▸ DOCUMENT SEGMENT
_____

US should not continue to insist on sanctions against Iran

GlobalPost

Editor’s note: The writer, Mansour Salsabili, is on leave from Iran’s Ministry of Foreign Affairs. A senior political expert, he is a research fellow at Harvard Kennedy School’s Belfer Center for Science and International Affairs. He participated in a number of efforts ranging from UN reforms to the Non-Aligned Movement. The views expressed are entirely his own.

CAMBRIDGE, Massachusetts — Continuing to insist on sanctions against Iran will produce a bad deal for America.

Why? Because this week Iran is putting on the table in Baghdad a number of concrete and tension-reducing offers in response to the earlier requests of EU foreign policy chief Catherine Ashton.

These offers will have the strong support of Russia and China, and may attract positive votes from other European delegations as well. This will leave the US administration, which cannot force Congress to end sanctions, in the corner and in a passive position in any future talks.

_____

▸ ENTRIES SHOWN

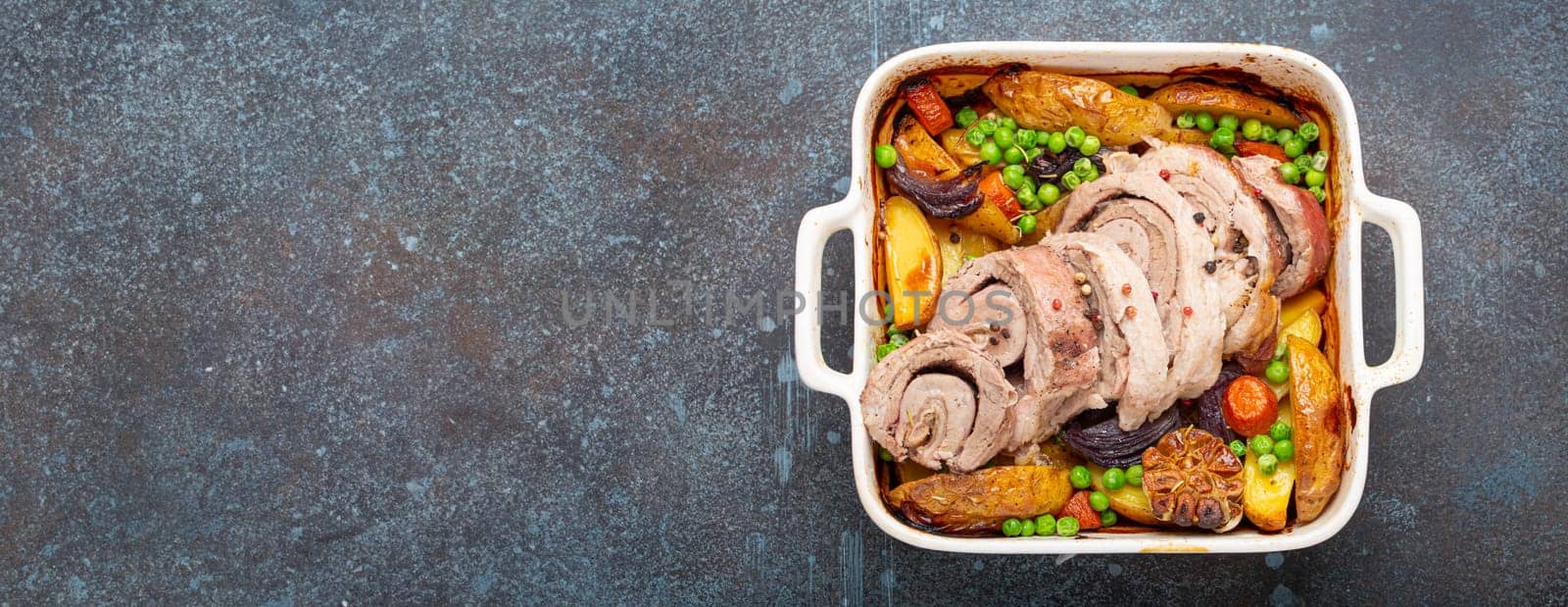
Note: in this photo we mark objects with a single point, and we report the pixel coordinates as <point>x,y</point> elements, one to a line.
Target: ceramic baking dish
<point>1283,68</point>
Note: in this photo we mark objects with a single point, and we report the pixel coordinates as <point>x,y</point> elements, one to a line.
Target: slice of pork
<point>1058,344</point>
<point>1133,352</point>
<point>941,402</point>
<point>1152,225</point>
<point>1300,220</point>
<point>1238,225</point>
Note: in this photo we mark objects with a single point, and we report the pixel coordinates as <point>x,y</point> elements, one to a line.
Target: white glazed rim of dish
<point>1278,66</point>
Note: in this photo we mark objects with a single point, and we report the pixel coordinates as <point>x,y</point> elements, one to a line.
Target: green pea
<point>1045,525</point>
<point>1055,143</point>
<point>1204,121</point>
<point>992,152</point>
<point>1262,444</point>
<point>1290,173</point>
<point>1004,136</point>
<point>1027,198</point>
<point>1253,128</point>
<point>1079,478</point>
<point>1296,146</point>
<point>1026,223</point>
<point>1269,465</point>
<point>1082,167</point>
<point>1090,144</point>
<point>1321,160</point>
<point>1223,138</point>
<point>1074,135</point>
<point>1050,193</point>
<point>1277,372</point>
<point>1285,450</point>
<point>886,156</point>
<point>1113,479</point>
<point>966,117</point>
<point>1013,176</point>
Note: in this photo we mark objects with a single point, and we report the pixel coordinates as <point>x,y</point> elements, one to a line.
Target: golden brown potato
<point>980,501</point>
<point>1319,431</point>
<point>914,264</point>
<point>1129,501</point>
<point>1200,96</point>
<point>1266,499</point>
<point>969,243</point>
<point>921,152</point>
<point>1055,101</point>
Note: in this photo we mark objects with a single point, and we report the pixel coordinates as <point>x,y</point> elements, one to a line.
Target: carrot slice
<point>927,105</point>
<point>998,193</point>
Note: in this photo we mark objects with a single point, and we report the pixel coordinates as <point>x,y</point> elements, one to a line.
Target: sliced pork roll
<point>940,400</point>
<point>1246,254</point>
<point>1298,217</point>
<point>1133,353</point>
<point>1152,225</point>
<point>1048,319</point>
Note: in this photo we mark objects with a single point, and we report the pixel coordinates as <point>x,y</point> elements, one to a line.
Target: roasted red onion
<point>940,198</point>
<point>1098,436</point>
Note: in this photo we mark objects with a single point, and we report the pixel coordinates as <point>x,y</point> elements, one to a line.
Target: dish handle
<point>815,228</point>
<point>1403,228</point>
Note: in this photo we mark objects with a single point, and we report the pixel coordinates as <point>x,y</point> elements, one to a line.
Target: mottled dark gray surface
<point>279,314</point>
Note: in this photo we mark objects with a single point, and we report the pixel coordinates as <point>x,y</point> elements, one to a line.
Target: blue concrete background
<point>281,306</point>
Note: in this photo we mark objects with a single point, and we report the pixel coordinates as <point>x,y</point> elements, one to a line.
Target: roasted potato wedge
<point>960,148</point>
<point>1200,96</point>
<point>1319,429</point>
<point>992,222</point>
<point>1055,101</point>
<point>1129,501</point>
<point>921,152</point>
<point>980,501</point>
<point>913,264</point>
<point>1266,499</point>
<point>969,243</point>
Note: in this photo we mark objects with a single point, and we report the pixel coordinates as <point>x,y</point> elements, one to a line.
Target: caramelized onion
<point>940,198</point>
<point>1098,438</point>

_____

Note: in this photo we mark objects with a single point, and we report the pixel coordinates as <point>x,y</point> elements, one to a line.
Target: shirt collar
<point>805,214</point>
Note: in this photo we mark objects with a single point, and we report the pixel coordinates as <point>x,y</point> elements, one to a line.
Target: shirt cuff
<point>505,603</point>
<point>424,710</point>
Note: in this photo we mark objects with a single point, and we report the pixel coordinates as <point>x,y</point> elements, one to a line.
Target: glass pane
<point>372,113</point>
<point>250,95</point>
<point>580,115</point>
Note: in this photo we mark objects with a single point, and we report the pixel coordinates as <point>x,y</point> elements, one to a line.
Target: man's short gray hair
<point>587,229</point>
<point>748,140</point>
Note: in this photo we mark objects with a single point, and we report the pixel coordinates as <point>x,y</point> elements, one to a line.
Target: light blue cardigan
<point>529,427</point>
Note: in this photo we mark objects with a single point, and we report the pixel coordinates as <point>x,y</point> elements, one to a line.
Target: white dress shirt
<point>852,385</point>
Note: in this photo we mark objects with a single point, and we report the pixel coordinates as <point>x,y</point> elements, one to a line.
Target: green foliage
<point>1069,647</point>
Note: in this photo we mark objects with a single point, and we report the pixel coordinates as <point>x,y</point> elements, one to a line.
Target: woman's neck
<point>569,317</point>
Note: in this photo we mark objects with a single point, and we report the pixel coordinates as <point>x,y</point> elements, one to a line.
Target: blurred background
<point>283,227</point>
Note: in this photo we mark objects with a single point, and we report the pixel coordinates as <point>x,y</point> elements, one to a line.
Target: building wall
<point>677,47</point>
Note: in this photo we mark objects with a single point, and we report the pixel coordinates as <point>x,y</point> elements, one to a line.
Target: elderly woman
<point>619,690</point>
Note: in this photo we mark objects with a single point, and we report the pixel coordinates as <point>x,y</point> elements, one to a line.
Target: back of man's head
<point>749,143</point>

_____

▸ INSTRUCTIONS
**a.** Can you rewrite the Iran sanctions commentary, beginning at the words "Why? Because this" and stopping after "chief Catherine Ashton.", with "Baghdad" changed to "Istanbul"?
**b.** Could you carry the Iran sanctions commentary further, picking up after its last sentence?
The records are separate material, unconnected to the Iran sanctions commentary.

▸ SOLVED TASKS
**a.**
Why? Because this week Iran is putting on the table in Istanbul a number of concrete and tension-reducing offers in response to the earlier requests of EU foreign policy chief Catherine Ashton.

**b.**
In the second round of the current negotiation — between Iran and the five members of the UN Security Council plus Germany — any forward looking plan will need to be comprehensive, including all aspects of a final deal. However a comprehensive approach cannot be implemented in a single shot or in haste, but rather in a step-by-step process that produces concrete results for each step in turn. The final deal may commence from particular unresolved issues involving the Iranian nuclear program and then extend to more general questions of regional cooperation and even peace in the Middle East.

The success of the April 14 meeting in Istanbul between the six world powers and Iran was based on acceptance of the Non-Proliferation Treaty as a basic framework for the negotiation. The crucial point in this agreement is how to manage technical assurances to secure nonproliferation, without constraining Iran’s inalienable right to peaceful use of nuclear energy. This is possible only through mutual confidence building — something that was left in disarray in past efforts at negotiation.

The first way to secure mutual confidence is to avert confrontation to focus on collaboration: Cooperative and not confrontational behavior is needed to prepare a constructive, sustainable and encouraging environment. It is counter-productive to prejudge Iran as a proliferator and expect Tehran to cooperate. No one should expect Iran to sacrifice its sovereignty and its right to enrichment for peaceful nuclear uses in response to unsubstantiated allegations.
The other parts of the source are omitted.